**Written tasks:**
(1) In the passage on the SEC and day trading, replace "barrier" with "gate" and write out the part that begins at "SEC Kills $25K" and ends after "risks to entry.".
(2) Carry the article about the SEC dropping the $25,000 day trading minimum forward from its last sentence.

Bitcoin barely reacted to the confirmation news, trading around $79,500 in the hours following the Senate vote, according to CoinGecko. But the longer-term implications could be meaningful. Whether or not rate cuts materialize, Warsh's ascent signals a growing institutional acceptance of digital assets at the highest levels of American financial policy. For a sector that has spent years fighting for legitimacy, that's not nothing.

SEC Kills $25K Day Trading Rule
For more than two decades, the $25,000 minimum equity requirement loomed over retail like a barrier to the VIP section of the presitgious Day Traders Club. You either had the cash or you didn't get in. On April, 2026, the SEC quietly pulled that barrier down. The club is now open to all, but with some risks to entry.
The commission approved FINRA's sweeping overhaul of Rule 4210, formally eliminating the Pattern Day Trader (PDT) designation that has governed margin accounts since 2001. Under the old framework, any trader who executed four or more same-day round-trips within a rolling five-business-day window got slapped with the PDT label, and with it, a mandatory $25,000 account minimum. Miss that threshold and your broker locked you out until your balance recovered. It was deeply unpopular among smaller retail participants.

**Records supplied:**

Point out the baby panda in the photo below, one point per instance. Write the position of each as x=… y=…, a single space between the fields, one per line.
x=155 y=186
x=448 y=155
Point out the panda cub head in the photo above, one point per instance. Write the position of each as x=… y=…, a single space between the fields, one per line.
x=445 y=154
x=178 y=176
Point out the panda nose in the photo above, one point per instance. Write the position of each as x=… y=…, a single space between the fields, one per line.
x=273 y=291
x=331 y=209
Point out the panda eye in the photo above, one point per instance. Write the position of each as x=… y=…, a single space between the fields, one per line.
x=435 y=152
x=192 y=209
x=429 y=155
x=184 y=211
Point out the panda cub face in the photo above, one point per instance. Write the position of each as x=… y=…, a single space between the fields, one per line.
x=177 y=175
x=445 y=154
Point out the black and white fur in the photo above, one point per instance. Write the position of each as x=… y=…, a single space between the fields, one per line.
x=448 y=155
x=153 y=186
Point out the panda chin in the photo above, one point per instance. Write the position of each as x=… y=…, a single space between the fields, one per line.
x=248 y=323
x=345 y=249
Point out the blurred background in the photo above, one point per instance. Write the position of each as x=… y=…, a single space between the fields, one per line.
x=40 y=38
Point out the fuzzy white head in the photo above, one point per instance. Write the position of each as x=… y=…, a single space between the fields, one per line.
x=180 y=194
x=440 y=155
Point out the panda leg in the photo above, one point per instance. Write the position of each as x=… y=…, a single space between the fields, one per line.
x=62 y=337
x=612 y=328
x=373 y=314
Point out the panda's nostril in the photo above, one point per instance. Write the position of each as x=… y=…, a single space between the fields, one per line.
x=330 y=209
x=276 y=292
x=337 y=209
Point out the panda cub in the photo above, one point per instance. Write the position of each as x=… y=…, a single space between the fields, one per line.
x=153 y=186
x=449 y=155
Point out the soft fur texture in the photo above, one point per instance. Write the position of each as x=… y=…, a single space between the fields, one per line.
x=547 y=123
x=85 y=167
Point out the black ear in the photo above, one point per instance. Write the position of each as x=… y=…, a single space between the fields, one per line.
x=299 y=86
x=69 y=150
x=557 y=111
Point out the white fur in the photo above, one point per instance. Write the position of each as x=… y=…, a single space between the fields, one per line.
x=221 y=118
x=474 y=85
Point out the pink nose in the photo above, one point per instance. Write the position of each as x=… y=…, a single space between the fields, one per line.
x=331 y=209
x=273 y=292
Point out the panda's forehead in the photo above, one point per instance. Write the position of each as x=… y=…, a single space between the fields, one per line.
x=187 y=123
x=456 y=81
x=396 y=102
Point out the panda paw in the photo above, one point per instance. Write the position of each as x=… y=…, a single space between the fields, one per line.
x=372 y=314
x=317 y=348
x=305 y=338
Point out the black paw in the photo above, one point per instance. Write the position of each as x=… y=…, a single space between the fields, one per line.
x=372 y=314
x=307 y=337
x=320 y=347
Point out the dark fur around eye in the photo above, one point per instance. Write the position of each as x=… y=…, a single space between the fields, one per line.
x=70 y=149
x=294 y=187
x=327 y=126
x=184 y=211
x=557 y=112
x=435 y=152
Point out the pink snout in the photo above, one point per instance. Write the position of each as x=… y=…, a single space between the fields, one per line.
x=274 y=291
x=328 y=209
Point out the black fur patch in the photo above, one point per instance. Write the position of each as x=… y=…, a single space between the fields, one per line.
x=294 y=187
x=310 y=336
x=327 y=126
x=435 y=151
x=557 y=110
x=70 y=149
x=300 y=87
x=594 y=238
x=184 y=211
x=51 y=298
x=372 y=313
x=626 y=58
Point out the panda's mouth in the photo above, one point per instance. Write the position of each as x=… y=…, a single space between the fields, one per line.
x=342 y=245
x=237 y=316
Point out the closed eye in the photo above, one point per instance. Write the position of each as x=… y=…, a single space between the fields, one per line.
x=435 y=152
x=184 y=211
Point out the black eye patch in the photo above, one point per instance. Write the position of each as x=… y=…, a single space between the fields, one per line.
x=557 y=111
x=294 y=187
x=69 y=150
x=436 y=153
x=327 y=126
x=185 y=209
...
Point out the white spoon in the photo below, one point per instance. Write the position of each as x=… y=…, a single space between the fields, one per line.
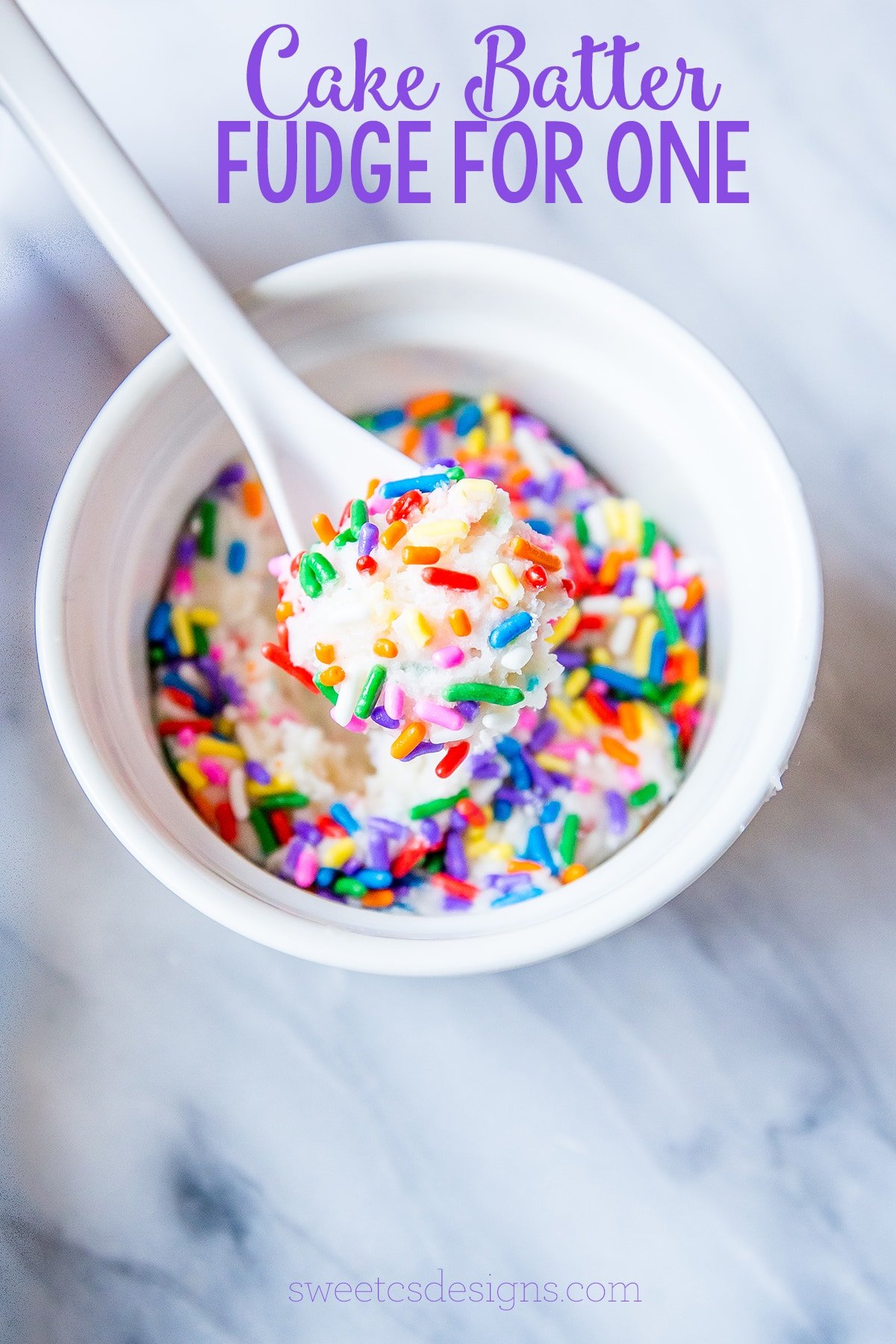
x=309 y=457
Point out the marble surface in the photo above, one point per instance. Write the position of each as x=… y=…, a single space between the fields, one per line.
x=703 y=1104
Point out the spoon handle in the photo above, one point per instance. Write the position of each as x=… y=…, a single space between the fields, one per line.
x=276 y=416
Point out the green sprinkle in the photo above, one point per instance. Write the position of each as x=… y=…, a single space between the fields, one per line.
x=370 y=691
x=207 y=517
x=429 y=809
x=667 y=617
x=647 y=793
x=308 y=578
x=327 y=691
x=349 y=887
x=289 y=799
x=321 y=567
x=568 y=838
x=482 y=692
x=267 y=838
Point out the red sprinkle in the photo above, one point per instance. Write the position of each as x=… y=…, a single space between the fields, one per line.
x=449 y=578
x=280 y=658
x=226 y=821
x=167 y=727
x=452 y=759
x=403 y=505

**Answers to the tasks:**
(1)
SEC Kills $25K Day Trading Rule
For more than two decades, the $25,000 minimum equity requirement loomed over retail like a gate to the VIP section of the presitgious Day Traders Club. You either had the cash or you didn't get in. On April, 2026, the SEC quietly pulled that gate down. The club is now open to all, but with some risks to entry.

(2)
A Relic From the Dot-Com Era
The rule traces its origins to the wreckage of the dot-com bust. In 2001, regulators watched retail traders pile into overvalued tech stocks on margin, and when the bubble popped, the losses were severe. The $25,000 requirement was meant as a capital buffer, a way of ensuring that anyone placing rapid, leveraged bets had enough cushion to absorb the blowback. And the logic made some sense.
What it didn't account for was what markets would look like 25 years later. Commission-free trading arrived. Fractional shares went mainstream. Zero-day-to-expiration options exploded in popularity. According to Cboe Global Markets, 0DTE SPX options averaged 2.3 million contracts daily in 2025 and accounted for 59% of total S&P 500 index options volume, a fivefold jump in three years. Retail traders now represent roughly 50 to 60% of that activity. The old PDT rule wasn't built for any of this. The market has evolved and the rules need to evolve with it.
What Replaces It
The new framework ditches the trade-counting approach entirely and moves to a risk-based intraday margin model. Rather than flagging accounts based on how many trades they execute, brokers will now be required to maintain real-time margin calculations tied to a trader's actual position exposure. The SEC has essentially acknowledged what critics argued for years: a trader with $5,000 taking modest, well-hedged positions isn't necessarily more dangerous than one with $50,000 swinging leveraged concentrated bets.
FINRA's updated standards mandate that member firms implement algorithmic circuit breakers capable of blocking or liquidating trades the moment an account's margin deficit exceeds its available collateral. It's a more sophisticated system, arguably better calibrated to modern risk than a fixed dollar threshold written when broadband internet was still a luxury.
Full rollout across all brokerage platforms is expected to take time, with industry observers projecting implementation timelines stretching from mid-2026 into 2028 for some firms. That said, several retail-focused platforms have already signaled plans to debut PDT-free account structures as early as May 2026. Robinhood shares jumped roughly 7.8% and Webull climbed around 8.9% in the immediate aftermath of the SEC's announcement.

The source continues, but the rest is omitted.